= Goal of the exercise =
Scan the lines below for "above"; report the number of lines that contain it, and only that.
※ ※ ※
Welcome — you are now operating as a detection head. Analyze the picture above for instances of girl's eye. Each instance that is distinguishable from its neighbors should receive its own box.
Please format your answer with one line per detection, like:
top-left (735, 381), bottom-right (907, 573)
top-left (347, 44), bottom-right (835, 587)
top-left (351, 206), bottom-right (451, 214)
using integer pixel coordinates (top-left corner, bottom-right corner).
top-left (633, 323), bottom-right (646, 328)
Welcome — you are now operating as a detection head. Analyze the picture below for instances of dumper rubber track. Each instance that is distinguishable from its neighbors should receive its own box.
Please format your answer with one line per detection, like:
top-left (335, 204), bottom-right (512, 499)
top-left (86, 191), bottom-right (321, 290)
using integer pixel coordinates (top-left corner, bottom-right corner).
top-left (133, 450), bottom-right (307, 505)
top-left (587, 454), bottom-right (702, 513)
※ ※ ※
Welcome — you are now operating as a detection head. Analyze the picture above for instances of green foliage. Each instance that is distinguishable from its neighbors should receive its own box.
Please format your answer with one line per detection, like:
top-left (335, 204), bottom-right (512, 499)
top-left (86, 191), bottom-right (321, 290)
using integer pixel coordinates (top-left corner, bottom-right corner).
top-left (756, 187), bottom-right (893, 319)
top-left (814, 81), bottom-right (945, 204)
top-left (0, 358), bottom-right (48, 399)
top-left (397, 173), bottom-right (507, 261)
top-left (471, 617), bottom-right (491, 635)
※ ※ ※
= Solution below =
2